Texte cité →
Pour lui, il n’y a pas plus de degrés dans l’éloignement temporel que dans l’éloignement spatial. Pas plus de mémoire récente que de mémoire longue. Tout ce qui n’est pas là est, a priori, également perdu – et donc, c’est là le point important, également à produire. Rupture avec une conception linéaire, gradualiste de la perte (de vue ou de mémoire) au bénéfice d’une conception dynamique, hétérogène, matérielle. Car production, cela veut dire deux choses : on produit une marchandise (par son travail) mais on produit une pièce à conviction (quand il le faut). Cinéma = exhibition + travail. C’est ainsi que, malgré leur érudition Reis et Cordeiro, se comportent sans cesse comme s’ils venaient d’apprendre pour eux-mêmes ce qu’ils allaient communiquer à un spectateur également totalement ignorant. Il faut prendre Reis au sérieux quand il parle, dans l’entretien, de «table rase». Et il n’est pas sûr que cette attitude ne soit pas, au bout du compte, préférable à celle qui consiste à travailler à partir du savoir ou du supposé-savoir du spectateur, quand ce n’est pas à partir d’une doxa commune (génératrice, comme toute doxa, de paresse repue, particulièrement dévastatrice dans les fictions de gauche). J’inclinerais plutôt à penser qu’il vaut mieux – de quelque côté que l’on soit de la caméra – mettre en pratique l’adage mizoguchien : se laver les yeux entre chaque plan.

Description de la tâche →
Répondez aux questions suivantes sur l'extrait consacré à Reis et Cordeiro :
1. Quelles sont les deux choses que signifie le mot « production » ?
2. Quelle expression employée par Reis dans l'entretien faut-il prendre au sérieux ?
3. Quel adage l'extrait recommande-t-il de mettre en pratique ?

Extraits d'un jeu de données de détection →

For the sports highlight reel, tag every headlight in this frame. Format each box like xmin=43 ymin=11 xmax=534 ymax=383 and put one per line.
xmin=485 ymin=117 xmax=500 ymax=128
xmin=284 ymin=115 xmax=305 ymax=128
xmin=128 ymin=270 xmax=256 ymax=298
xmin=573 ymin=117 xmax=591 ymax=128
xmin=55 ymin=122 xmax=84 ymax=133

Solution proposée →
1. On produit une marchandise, par son travail, et on produit une pièce à conviction, quand il le faut.
2. L'expression « table rase ».
3. L'adage mizoguchien : se laver les yeux entre chaque plan.